Top of Selected extract

Schlag v. Industrial Accident Commission
Before: Warne
WARNE, J. pro tem.* This court, on its own motion, vacated its decision and ordered a rehearing in this case because our opinion rendered May 23, 1958, was materially based upon four decisions of the District Courts of Appeal which were substantially disapproved in the opinion of the Supreme Court filed June 6, 1958, in the ease of Ferguson v. Industrial Acc. Com., 50 Cal.2d 469 [326 P.2d 145]. The holding in that ease requires us to now arrive at a different conclusion.
Petitioner seeks a review and annulment of an order of the Industrial Accident Commission denying him benefits from the Subsequent Injuries Fund.
Petitioner, an iron worker, sustained an injury to his neck [233]arising out of and occurring in the course of his employment. It was determined by the Industrial Accident Commission hereafter referred to as the commission, that he suffered permanent disability from that injury, and he was given a permanent disability rating of 13% per cent. He then sought benefits from the Subsequent Injuries Fund under Labor Code, section 4751, for preexisting disabilities.

Bottom of Selected extract

• [Your task]: Write out the part of the court opinion in Schlag v. Industrial Accident Commission that opens with the words containing "Schlag v. Industrial" and closes with "Subsequent Injuries Fund.". The records have no connection to the court opinion above.

Top of Provided material

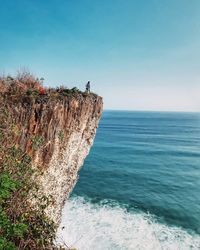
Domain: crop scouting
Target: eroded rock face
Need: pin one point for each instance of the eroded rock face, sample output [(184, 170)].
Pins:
[(58, 134)]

Bottom of Provided material

• [Answer for this exercise]:
Schlag v. Industrial Accident Commission
Before: Warne
WARNE, J. pro tem.* This court, on its own motion, vacated its decision and ordered a rehearing in this case because our opinion rendered May 23, 1958, was materially based upon four decisions of the District Courts of Appeal which were substantially disapproved in the opinion of the Supreme Court filed June 6, 1958, in the ease of Ferguson v. Industrial Acc. Com., 50 Cal.2d 469 [326 P.2d 145]. The holding in that ease requires us to now arrive at a different conclusion.
Petitioner seeks a review and annulment of an order of the Industrial Accident Commission denying him benefits from the Subsequent Injuries Fund.